Coordinate annotation entries.
# # # # #
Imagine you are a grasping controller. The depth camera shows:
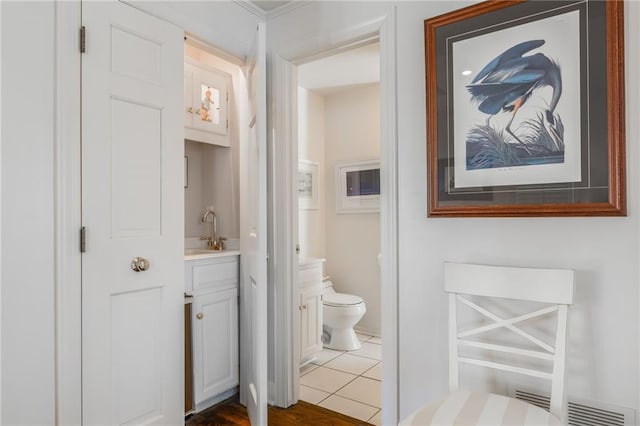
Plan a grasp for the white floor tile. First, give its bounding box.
[367,410,382,426]
[367,336,382,345]
[349,342,382,361]
[356,333,371,342]
[336,373,382,408]
[300,367,356,393]
[300,385,331,405]
[318,395,378,422]
[362,362,382,381]
[324,353,378,375]
[313,349,344,365]
[300,364,318,377]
# # # # #
The request. Please lay out the entries above as a two-column CSV with the columns input and output, one row per entry. Put each entry's text and its answer in a single quoted field apiece, turn line breaks into spaces, and leave the pictures out.

The result.
input,output
"Imagine you are a grasping controller. The depth camera shows: Plan a grasp for the white floor tile. First, give its bounding box.","[367,410,382,426] [367,336,382,345] [349,342,382,361] [356,333,371,342] [336,373,382,408] [300,367,356,393] [300,385,331,405] [318,395,378,422] [362,362,382,381] [324,353,378,375] [313,349,344,365] [300,364,318,377]"